>> Begin Given records

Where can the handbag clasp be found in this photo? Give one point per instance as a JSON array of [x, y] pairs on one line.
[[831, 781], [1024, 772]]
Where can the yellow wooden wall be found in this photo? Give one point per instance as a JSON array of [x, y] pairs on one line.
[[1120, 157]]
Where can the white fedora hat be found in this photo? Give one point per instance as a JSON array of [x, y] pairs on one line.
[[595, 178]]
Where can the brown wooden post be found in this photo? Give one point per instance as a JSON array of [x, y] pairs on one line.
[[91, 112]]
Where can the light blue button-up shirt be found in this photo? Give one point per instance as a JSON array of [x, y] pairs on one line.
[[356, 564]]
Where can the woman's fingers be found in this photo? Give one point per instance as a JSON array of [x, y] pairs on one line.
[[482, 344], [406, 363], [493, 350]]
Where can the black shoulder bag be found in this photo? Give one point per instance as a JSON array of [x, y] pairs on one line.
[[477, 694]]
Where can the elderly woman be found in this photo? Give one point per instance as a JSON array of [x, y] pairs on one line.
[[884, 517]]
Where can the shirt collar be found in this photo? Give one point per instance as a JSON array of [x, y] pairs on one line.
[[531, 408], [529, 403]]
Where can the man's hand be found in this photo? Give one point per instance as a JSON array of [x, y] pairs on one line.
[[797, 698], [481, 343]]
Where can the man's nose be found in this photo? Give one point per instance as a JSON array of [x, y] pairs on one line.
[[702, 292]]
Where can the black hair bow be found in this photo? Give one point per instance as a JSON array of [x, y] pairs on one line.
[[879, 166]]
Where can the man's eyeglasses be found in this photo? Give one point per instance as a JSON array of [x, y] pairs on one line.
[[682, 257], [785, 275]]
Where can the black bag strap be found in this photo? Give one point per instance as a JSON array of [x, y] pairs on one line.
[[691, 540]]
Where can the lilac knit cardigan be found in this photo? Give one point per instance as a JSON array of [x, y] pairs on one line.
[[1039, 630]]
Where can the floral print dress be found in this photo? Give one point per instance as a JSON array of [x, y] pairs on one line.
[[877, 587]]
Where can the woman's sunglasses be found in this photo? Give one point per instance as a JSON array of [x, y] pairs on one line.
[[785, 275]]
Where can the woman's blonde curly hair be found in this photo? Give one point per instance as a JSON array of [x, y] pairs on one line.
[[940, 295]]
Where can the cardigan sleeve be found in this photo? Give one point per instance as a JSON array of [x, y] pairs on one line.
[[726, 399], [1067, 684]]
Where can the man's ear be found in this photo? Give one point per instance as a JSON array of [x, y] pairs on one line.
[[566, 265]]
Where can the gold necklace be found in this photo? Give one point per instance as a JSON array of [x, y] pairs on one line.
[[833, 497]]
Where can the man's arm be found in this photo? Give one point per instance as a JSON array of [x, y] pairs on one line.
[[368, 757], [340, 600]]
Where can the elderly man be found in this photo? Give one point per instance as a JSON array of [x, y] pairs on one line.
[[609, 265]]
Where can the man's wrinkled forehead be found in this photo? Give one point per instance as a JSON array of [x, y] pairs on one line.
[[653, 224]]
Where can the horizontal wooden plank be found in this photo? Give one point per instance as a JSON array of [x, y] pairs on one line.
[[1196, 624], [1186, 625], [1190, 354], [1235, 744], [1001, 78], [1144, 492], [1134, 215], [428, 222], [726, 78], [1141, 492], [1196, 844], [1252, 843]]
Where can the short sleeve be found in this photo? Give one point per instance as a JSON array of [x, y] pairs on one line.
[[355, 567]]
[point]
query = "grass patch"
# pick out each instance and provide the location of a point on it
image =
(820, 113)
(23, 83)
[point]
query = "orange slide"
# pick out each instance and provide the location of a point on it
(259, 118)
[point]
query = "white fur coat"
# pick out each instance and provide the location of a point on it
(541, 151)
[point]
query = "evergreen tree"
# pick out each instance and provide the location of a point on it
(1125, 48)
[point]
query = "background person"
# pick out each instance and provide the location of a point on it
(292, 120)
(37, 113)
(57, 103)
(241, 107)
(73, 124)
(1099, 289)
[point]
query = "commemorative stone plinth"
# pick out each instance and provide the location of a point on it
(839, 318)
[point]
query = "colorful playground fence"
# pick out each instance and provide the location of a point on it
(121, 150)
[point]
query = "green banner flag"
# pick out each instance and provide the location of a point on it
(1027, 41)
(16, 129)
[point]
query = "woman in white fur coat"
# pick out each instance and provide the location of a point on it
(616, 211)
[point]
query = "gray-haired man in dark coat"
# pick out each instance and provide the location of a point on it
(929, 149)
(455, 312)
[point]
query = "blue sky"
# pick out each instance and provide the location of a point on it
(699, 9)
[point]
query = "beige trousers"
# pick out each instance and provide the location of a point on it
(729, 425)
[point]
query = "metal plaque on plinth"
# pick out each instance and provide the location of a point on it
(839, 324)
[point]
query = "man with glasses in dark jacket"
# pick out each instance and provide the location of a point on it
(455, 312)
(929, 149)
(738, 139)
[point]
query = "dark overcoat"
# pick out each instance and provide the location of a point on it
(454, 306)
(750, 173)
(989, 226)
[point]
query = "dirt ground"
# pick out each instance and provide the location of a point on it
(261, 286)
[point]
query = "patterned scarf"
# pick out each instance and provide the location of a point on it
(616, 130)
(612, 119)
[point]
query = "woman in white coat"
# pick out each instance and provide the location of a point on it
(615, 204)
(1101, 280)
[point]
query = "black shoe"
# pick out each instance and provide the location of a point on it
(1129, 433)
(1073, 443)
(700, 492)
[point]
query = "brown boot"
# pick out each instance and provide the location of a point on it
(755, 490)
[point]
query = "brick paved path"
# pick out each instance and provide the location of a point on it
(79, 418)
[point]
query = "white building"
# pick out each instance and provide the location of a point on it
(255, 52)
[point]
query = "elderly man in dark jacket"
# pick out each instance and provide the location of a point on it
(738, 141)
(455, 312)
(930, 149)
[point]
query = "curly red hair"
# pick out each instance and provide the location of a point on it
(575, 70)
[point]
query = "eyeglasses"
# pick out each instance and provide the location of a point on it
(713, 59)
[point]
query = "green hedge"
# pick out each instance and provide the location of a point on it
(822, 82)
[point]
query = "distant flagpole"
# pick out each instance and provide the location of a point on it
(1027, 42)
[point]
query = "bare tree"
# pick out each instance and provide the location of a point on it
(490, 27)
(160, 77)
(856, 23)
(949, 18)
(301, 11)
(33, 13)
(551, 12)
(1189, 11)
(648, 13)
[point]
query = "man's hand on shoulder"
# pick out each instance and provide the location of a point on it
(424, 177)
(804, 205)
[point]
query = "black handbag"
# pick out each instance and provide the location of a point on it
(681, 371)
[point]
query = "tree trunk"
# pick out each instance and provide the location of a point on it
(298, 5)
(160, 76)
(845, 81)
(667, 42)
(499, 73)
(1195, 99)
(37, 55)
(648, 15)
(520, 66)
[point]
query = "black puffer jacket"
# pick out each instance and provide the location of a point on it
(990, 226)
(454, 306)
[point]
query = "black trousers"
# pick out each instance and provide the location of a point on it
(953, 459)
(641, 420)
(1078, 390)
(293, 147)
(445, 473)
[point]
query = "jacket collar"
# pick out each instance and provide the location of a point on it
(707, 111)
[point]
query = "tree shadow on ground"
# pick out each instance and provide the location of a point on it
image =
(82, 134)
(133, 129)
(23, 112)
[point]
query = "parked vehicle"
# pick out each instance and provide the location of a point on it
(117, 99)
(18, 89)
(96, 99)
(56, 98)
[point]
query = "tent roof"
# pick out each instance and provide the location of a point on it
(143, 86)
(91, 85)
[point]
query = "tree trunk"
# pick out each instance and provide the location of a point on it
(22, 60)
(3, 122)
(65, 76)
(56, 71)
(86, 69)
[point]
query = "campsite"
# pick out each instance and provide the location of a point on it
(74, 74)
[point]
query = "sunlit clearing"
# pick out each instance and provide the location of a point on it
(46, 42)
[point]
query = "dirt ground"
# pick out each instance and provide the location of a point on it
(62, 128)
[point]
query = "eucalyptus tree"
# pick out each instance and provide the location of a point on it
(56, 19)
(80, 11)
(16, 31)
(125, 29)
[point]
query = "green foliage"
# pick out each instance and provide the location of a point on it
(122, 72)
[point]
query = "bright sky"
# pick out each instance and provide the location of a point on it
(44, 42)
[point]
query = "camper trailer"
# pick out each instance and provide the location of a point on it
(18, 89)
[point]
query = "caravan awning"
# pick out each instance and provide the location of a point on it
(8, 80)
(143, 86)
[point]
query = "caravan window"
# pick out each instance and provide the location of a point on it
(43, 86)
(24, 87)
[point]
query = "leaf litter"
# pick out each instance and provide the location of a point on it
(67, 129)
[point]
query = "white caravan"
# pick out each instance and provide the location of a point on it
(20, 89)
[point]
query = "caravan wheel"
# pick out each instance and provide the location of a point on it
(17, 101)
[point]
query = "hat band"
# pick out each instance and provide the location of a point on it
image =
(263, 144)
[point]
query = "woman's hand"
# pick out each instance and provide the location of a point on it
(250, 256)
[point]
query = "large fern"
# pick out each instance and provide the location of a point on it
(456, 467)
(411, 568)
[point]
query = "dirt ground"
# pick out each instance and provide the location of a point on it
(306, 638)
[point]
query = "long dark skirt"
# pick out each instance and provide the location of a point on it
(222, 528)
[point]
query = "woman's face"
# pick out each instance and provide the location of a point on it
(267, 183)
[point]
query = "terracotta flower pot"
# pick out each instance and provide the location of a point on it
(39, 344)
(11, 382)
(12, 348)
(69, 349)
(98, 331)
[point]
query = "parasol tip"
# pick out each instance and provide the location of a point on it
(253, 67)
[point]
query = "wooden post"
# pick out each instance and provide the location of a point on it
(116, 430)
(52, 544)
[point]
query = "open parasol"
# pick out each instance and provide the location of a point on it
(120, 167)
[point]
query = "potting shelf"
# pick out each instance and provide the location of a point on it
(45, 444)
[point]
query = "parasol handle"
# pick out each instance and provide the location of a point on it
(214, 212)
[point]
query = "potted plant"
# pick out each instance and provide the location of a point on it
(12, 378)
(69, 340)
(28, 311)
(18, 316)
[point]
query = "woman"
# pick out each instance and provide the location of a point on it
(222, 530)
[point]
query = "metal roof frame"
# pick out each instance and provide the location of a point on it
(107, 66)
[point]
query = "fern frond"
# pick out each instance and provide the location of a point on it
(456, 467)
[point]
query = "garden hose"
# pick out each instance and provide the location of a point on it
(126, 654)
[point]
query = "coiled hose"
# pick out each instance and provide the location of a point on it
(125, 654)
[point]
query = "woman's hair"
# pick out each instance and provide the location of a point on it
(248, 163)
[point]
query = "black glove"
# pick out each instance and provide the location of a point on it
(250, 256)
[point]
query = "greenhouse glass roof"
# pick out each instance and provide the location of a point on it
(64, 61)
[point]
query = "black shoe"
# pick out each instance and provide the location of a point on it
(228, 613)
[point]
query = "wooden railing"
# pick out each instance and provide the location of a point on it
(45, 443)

>> End Given records

Copy out, word for word, every line from the beginning of the records through the line that contains "[[831, 781], [1024, 772]]", including that line.

Where can the handbag clasp be found in this photo? Give one point per instance as a JSON array of [x, y] pairs on one line.
[[831, 781], [1024, 772]]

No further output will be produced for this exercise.